Data for processing START

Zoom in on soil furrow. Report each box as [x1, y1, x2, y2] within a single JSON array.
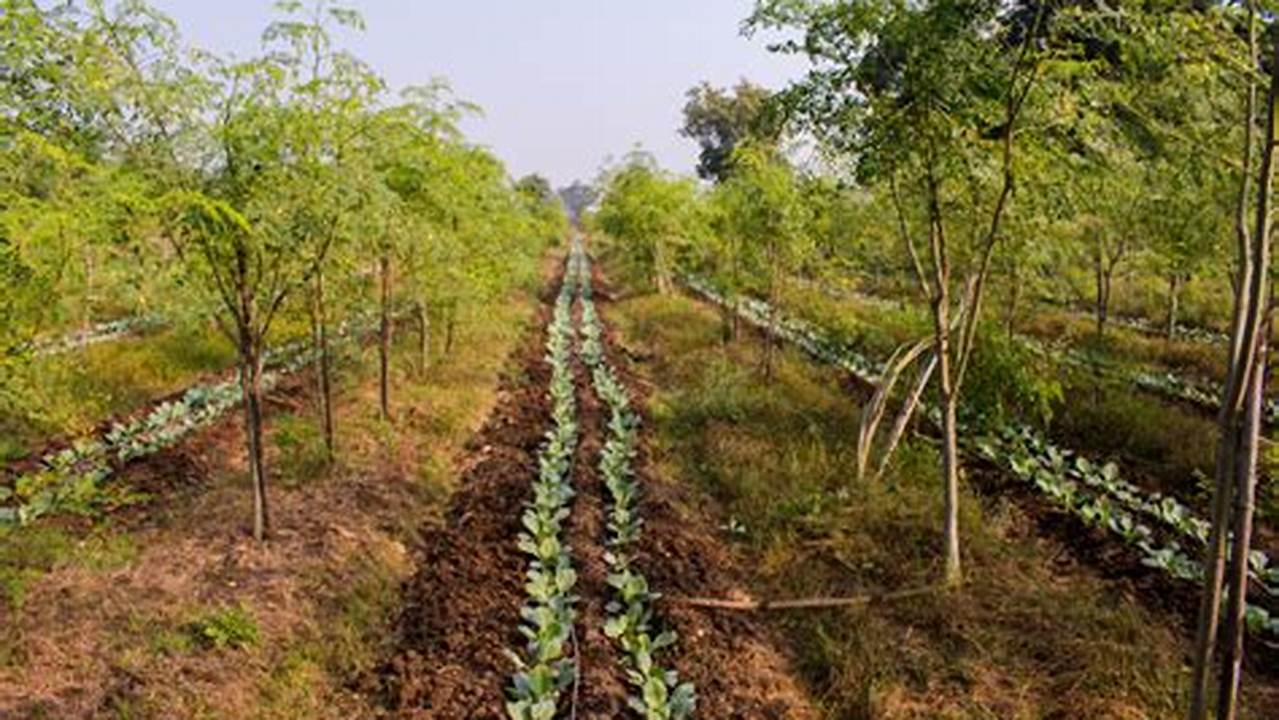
[[378, 279, 557, 719], [561, 291, 631, 716], [380, 254, 821, 717], [587, 259, 821, 719]]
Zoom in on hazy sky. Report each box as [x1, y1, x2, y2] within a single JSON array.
[[152, 1, 808, 187]]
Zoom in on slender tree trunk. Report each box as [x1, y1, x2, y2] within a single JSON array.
[[1094, 243, 1110, 339], [719, 303, 734, 344], [654, 238, 671, 295], [932, 295, 962, 587], [1006, 269, 1021, 340], [312, 271, 334, 460], [763, 265, 779, 381], [83, 246, 94, 336], [1217, 310, 1269, 720], [238, 333, 269, 541], [1189, 8, 1273, 717], [1168, 273, 1182, 341], [417, 301, 430, 377], [444, 304, 457, 356], [379, 253, 392, 421]]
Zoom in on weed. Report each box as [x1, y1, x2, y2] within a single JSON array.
[[186, 604, 260, 650]]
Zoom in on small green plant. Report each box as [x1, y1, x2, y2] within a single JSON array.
[[187, 604, 260, 650]]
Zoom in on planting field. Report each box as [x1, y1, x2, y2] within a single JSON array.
[[11, 2, 1279, 719]]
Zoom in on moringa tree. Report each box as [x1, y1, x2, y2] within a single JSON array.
[[751, 0, 1052, 586], [596, 149, 706, 295], [711, 142, 810, 376]]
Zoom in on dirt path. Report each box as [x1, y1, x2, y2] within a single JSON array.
[[381, 255, 820, 718]]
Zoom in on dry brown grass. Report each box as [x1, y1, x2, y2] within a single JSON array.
[[0, 288, 537, 719]]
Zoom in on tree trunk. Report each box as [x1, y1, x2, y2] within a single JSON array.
[[1189, 7, 1275, 717], [83, 245, 94, 336], [1006, 270, 1021, 340], [1094, 243, 1110, 339], [933, 295, 962, 588], [444, 303, 457, 356], [312, 270, 334, 460], [1168, 273, 1182, 341], [379, 253, 392, 421], [238, 336, 269, 541], [1217, 315, 1268, 720], [763, 270, 779, 381], [654, 238, 672, 295], [417, 301, 431, 377]]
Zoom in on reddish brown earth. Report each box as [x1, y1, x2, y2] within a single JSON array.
[[380, 258, 819, 718]]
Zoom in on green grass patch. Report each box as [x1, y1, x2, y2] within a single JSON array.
[[610, 283, 1197, 720], [186, 604, 260, 650]]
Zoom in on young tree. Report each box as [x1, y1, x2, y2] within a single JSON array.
[[752, 0, 1049, 586], [596, 150, 705, 294], [159, 25, 355, 540], [1147, 159, 1224, 340], [256, 0, 381, 459], [1187, 2, 1277, 717], [712, 143, 810, 376]]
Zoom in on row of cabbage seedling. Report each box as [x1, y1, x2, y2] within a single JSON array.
[[1110, 312, 1230, 346], [810, 277, 1276, 427], [505, 256, 582, 719], [1130, 369, 1279, 427], [683, 276, 1279, 640], [0, 314, 378, 528], [577, 248, 696, 718], [33, 314, 165, 357], [1016, 333, 1279, 428]]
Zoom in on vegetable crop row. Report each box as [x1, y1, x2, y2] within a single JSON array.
[[576, 246, 696, 718], [683, 276, 1279, 640], [32, 314, 165, 357], [807, 277, 1277, 426], [0, 313, 379, 527], [505, 256, 582, 719]]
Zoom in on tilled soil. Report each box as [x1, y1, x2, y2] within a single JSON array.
[[380, 257, 819, 718]]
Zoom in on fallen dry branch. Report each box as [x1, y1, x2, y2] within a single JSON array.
[[670, 585, 943, 612]]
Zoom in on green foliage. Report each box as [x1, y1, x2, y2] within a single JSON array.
[[186, 604, 260, 650], [961, 327, 1063, 428], [595, 150, 706, 293], [680, 80, 779, 183]]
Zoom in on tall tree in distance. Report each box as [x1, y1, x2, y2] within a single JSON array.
[[680, 80, 780, 183], [558, 180, 598, 224]]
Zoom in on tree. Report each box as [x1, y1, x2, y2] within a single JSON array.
[[558, 180, 598, 223], [157, 4, 366, 539], [752, 0, 1051, 586], [1147, 158, 1225, 339], [1187, 2, 1277, 717], [712, 143, 810, 374], [680, 80, 779, 183], [596, 150, 705, 294]]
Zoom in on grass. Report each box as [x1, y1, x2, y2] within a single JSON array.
[[0, 272, 542, 718], [787, 279, 1252, 523], [0, 324, 237, 457], [609, 287, 1210, 719], [186, 604, 261, 650]]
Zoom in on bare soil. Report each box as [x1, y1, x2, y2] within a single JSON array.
[[379, 257, 819, 718]]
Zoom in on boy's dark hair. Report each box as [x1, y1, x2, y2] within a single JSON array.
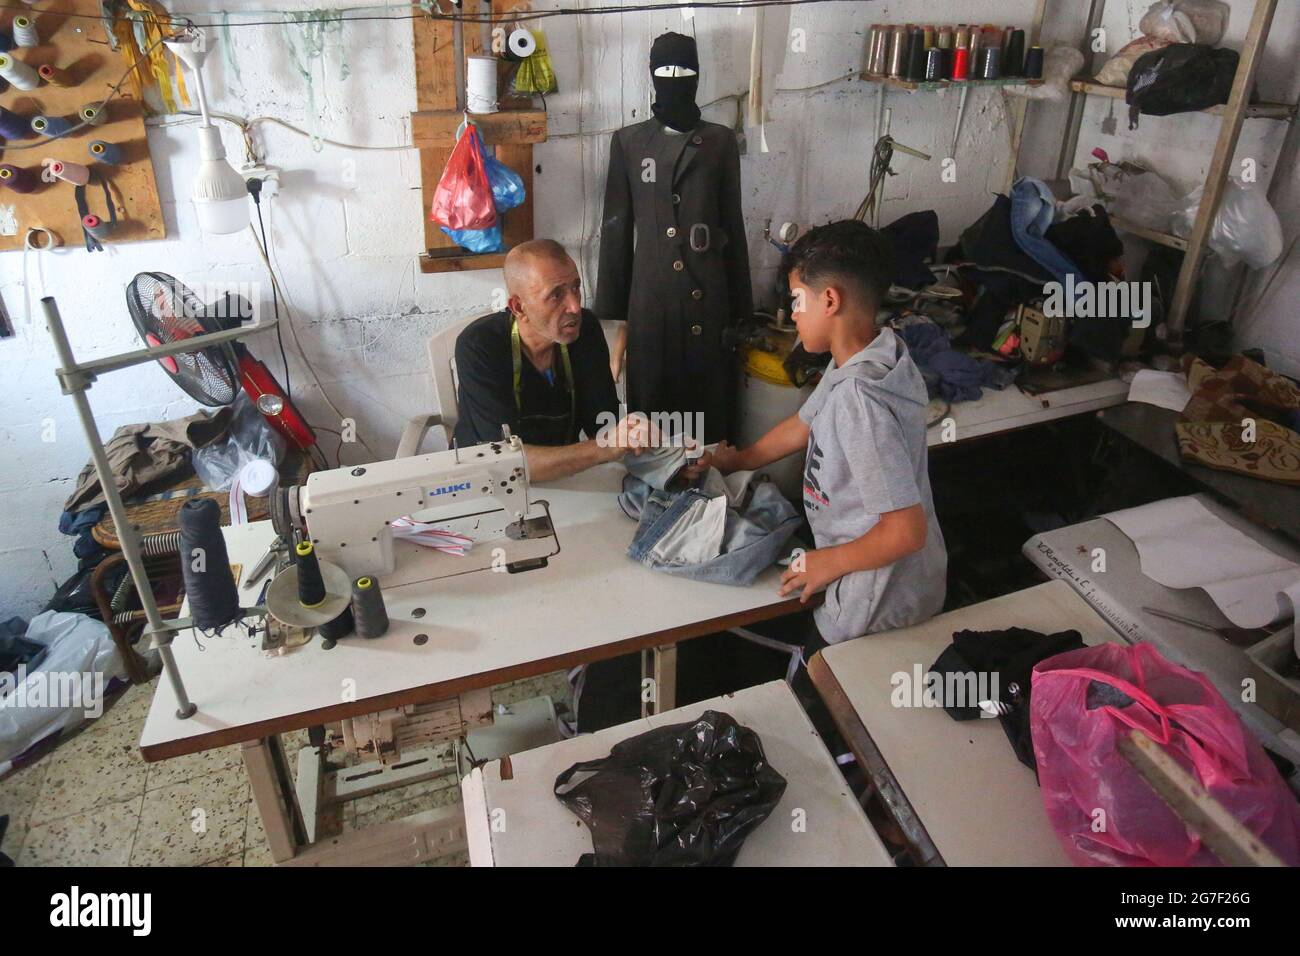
[[781, 219, 894, 312]]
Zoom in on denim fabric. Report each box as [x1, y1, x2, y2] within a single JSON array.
[[1009, 177, 1086, 288], [624, 475, 800, 586]]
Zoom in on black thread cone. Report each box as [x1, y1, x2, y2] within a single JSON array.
[[318, 604, 354, 641], [179, 497, 240, 631], [295, 541, 327, 608], [351, 576, 389, 639]]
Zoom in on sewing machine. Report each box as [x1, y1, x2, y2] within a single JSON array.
[[270, 433, 560, 589], [262, 434, 562, 771]]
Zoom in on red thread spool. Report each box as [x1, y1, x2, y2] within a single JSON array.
[[952, 47, 970, 81]]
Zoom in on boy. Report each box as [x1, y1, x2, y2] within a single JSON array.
[[689, 219, 946, 649]]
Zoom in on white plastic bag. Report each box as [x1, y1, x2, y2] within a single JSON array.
[[1007, 47, 1085, 102], [0, 611, 127, 773], [1172, 178, 1283, 269], [1095, 35, 1170, 87], [192, 392, 285, 492], [1112, 169, 1184, 231], [1140, 1, 1229, 45]]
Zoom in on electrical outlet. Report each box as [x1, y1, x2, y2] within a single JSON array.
[[240, 164, 281, 198]]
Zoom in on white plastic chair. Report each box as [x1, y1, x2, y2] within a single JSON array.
[[394, 314, 479, 458]]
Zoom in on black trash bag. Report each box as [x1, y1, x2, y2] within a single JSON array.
[[553, 709, 787, 866], [1126, 43, 1239, 128]]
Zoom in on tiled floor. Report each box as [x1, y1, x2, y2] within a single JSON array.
[[0, 670, 571, 867]]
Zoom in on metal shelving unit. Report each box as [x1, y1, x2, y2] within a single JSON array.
[[1026, 0, 1293, 350]]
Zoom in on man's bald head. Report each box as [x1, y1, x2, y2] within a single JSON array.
[[504, 239, 573, 296], [504, 238, 584, 348]]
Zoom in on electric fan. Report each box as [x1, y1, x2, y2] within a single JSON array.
[[126, 272, 317, 451]]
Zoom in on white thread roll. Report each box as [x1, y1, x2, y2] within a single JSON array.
[[24, 227, 61, 250], [0, 54, 41, 91], [508, 28, 537, 59], [229, 459, 278, 525], [466, 56, 499, 114], [12, 16, 39, 48]]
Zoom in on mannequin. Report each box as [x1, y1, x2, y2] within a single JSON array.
[[596, 32, 752, 444]]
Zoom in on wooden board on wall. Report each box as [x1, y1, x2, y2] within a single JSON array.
[[0, 0, 165, 251]]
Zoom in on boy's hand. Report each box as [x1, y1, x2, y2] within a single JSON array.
[[683, 440, 743, 479], [779, 547, 844, 603]]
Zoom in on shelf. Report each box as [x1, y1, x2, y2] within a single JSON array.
[[410, 109, 549, 148], [1111, 216, 1189, 252], [861, 73, 1044, 92], [1069, 79, 1296, 120], [419, 250, 509, 274]]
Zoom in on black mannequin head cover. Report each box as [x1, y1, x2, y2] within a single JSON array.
[[650, 32, 701, 133]]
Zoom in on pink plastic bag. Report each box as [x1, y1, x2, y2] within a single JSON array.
[[430, 125, 497, 231], [1031, 642, 1300, 866]]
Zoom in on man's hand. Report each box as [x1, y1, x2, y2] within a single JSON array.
[[779, 547, 844, 603], [682, 440, 744, 479], [597, 413, 659, 461]]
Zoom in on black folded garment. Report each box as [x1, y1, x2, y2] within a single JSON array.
[[930, 627, 1086, 772]]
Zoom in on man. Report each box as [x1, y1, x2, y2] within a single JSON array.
[[454, 239, 652, 480]]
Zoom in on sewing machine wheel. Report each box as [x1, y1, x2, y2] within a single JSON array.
[[270, 485, 299, 539]]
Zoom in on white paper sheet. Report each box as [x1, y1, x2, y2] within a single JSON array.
[[1105, 496, 1300, 631], [1127, 369, 1192, 412]]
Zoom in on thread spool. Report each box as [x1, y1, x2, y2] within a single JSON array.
[[507, 28, 537, 60], [922, 24, 935, 50], [1005, 28, 1026, 77], [924, 47, 944, 82], [968, 26, 983, 67], [80, 104, 107, 127], [12, 16, 38, 49], [351, 576, 389, 639], [937, 26, 953, 50], [952, 47, 971, 82], [88, 139, 123, 165], [466, 55, 498, 114], [1024, 45, 1045, 80], [887, 26, 906, 78], [179, 497, 242, 632], [0, 164, 38, 194], [49, 160, 90, 186], [82, 214, 112, 241], [38, 63, 70, 87], [31, 115, 73, 137], [295, 541, 327, 608], [956, 24, 970, 50], [0, 53, 40, 90], [871, 26, 890, 75], [905, 29, 927, 81], [0, 30, 11, 54], [979, 46, 1002, 80], [318, 605, 354, 644], [0, 106, 33, 140]]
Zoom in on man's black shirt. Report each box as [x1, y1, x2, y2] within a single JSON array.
[[452, 309, 621, 448]]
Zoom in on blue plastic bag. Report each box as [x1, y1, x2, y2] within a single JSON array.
[[441, 221, 504, 253], [484, 151, 526, 213]]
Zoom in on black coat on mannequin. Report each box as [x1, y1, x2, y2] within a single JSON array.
[[595, 34, 752, 444]]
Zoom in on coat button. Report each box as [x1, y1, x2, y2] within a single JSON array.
[[691, 289, 703, 300], [691, 324, 703, 335], [692, 135, 702, 145], [672, 193, 681, 204], [673, 260, 684, 271], [666, 227, 677, 238]]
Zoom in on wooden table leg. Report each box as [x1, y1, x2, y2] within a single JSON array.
[[242, 735, 307, 864]]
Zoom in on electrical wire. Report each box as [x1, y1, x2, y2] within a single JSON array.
[[246, 206, 381, 462], [251, 189, 292, 401], [0, 0, 883, 30]]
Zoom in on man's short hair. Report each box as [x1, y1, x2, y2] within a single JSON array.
[[504, 238, 573, 295], [780, 219, 894, 312]]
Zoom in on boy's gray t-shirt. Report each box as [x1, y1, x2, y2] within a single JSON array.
[[798, 326, 947, 643]]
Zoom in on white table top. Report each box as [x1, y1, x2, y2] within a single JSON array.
[[140, 464, 801, 760], [814, 581, 1120, 866], [460, 680, 895, 867], [1024, 496, 1300, 765], [928, 378, 1129, 448]]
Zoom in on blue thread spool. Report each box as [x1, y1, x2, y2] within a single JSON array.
[[0, 106, 33, 140], [88, 140, 123, 165], [31, 114, 73, 137]]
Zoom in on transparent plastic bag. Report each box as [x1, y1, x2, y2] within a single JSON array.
[[192, 392, 285, 492], [1111, 169, 1183, 231], [1140, 0, 1229, 45], [1172, 178, 1284, 269]]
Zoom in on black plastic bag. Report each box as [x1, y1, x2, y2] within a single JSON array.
[[553, 710, 787, 866], [1126, 43, 1239, 128]]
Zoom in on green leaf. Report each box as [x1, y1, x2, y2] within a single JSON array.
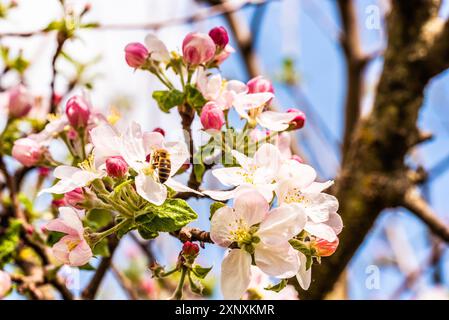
[[137, 225, 159, 240], [92, 238, 110, 257], [289, 239, 312, 256], [193, 151, 206, 183], [46, 231, 66, 247], [209, 202, 226, 220], [188, 271, 204, 295], [136, 199, 198, 233], [191, 265, 212, 279], [86, 209, 113, 230], [185, 84, 207, 112], [0, 219, 22, 267], [152, 89, 184, 113], [264, 279, 288, 293]]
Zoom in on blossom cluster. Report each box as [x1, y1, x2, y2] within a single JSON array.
[[0, 25, 341, 300]]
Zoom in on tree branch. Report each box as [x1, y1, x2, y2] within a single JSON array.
[[299, 0, 445, 299], [81, 236, 119, 300], [403, 188, 449, 242]]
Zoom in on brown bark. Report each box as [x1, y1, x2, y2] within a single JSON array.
[[300, 0, 448, 299]]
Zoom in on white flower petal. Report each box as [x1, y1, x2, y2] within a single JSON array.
[[278, 161, 316, 187], [233, 189, 268, 226], [301, 193, 338, 223], [258, 203, 306, 245], [142, 131, 164, 154], [296, 252, 311, 290], [212, 166, 247, 186], [202, 189, 238, 201], [255, 243, 300, 278], [135, 173, 167, 206], [233, 92, 273, 111], [221, 249, 252, 300], [230, 150, 252, 171], [304, 221, 337, 242], [90, 124, 121, 168], [58, 207, 85, 236], [257, 111, 296, 131], [210, 206, 238, 247], [144, 34, 170, 62], [326, 212, 343, 235], [54, 166, 82, 180], [302, 180, 334, 193], [120, 122, 146, 170], [254, 144, 281, 172], [165, 178, 202, 195], [164, 141, 189, 176]]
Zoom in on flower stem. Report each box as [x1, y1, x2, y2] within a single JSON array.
[[170, 266, 187, 300]]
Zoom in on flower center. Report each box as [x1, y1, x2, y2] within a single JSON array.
[[284, 187, 310, 205], [65, 239, 81, 252]]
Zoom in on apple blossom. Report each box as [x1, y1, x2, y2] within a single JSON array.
[[124, 42, 149, 68], [0, 270, 11, 298], [211, 189, 307, 299], [209, 26, 229, 48], [203, 143, 282, 201], [196, 71, 273, 112], [12, 137, 44, 166], [45, 207, 92, 267], [105, 156, 128, 178], [200, 101, 225, 131], [66, 95, 91, 129], [182, 32, 216, 65], [119, 122, 201, 205], [276, 162, 342, 242], [7, 84, 33, 118]]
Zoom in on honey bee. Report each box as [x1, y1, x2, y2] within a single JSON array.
[[150, 148, 171, 184]]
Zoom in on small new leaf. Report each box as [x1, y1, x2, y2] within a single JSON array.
[[152, 89, 185, 113], [264, 279, 288, 293], [209, 202, 226, 220], [185, 84, 207, 112], [192, 265, 212, 279]]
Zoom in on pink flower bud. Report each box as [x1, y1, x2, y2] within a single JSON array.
[[247, 76, 274, 94], [25, 225, 34, 235], [287, 108, 306, 130], [64, 188, 85, 209], [7, 85, 33, 118], [208, 26, 229, 48], [52, 93, 62, 106], [291, 155, 304, 163], [153, 127, 165, 136], [124, 42, 149, 68], [182, 241, 199, 257], [213, 44, 234, 65], [182, 32, 216, 65], [200, 101, 225, 131], [314, 238, 339, 257], [105, 156, 128, 178], [38, 167, 51, 177], [52, 198, 67, 208], [12, 138, 44, 167], [66, 96, 91, 129], [0, 270, 12, 298]]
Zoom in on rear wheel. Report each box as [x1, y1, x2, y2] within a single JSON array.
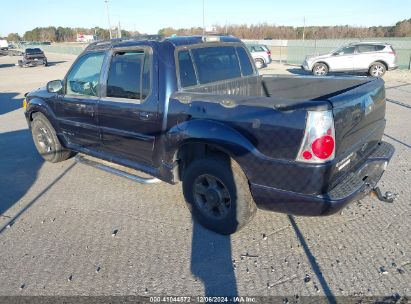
[[312, 63, 328, 76], [255, 58, 264, 69], [368, 62, 386, 77], [31, 113, 73, 163], [182, 157, 256, 235]]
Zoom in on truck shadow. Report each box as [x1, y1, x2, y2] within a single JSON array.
[[0, 92, 23, 115], [0, 129, 43, 217], [191, 223, 238, 297]]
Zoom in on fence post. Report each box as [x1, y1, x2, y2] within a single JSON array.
[[409, 54, 411, 70], [280, 44, 282, 64]]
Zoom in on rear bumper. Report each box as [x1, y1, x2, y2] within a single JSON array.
[[250, 141, 395, 216], [18, 59, 46, 66]]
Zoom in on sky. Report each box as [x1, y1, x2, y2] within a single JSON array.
[[0, 0, 410, 36]]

Data for processing END

## How to complete this task
Once the line with "Zoom in on honey" is found, write out that line and every later line of the listing above exactly, through the last one, and skip any pictures.

## Response to the task
Zoom in on honey bee. Report each box as [x1, y1, x2, y2] within a single JSON array.
[[150, 148, 171, 184]]
Zoom in on small new leaf. Report each box as [x1, y1, x2, y2] within a single JSON array.
[[152, 89, 185, 113], [264, 279, 288, 293], [209, 202, 226, 220], [185, 84, 207, 112], [192, 265, 212, 279]]
Zoom in on pink flower bud. Report each box as [x1, y1, x2, y2] within a single JSON array.
[[247, 76, 274, 94], [25, 225, 34, 235], [287, 108, 306, 130], [64, 188, 85, 209], [7, 85, 33, 118], [208, 26, 229, 48], [52, 93, 62, 106], [291, 155, 304, 163], [153, 127, 165, 136], [124, 42, 149, 68], [182, 241, 199, 257], [213, 44, 234, 65], [182, 32, 216, 65], [200, 101, 225, 131], [314, 238, 339, 257], [105, 156, 128, 178], [38, 167, 51, 177], [52, 198, 67, 208], [12, 138, 44, 167], [66, 96, 91, 129], [0, 270, 12, 298]]
Zoom in on rear wheel. Report each box as [x1, y1, x2, y2] within a single JSON array.
[[312, 63, 328, 76], [255, 58, 264, 69], [368, 62, 386, 77], [31, 113, 73, 163], [182, 157, 256, 235]]
Zoom in on truck shadow. Report each box as [x1, y1, x2, y2] within a single JSON array.
[[0, 92, 23, 115], [0, 129, 43, 217], [191, 223, 238, 297]]
Zoom in on fence post. Report each box as [x1, y1, x2, y2] within a single JSON array.
[[409, 54, 411, 70], [280, 44, 282, 64]]
Zoom in on rear bumper. Report each box as [x1, y1, x2, y2] within a single JSON array.
[[250, 141, 395, 216], [18, 59, 46, 66]]
Zoom in on sky. Report each box as [x1, y1, x2, y2] within a single JSON array.
[[0, 0, 410, 36]]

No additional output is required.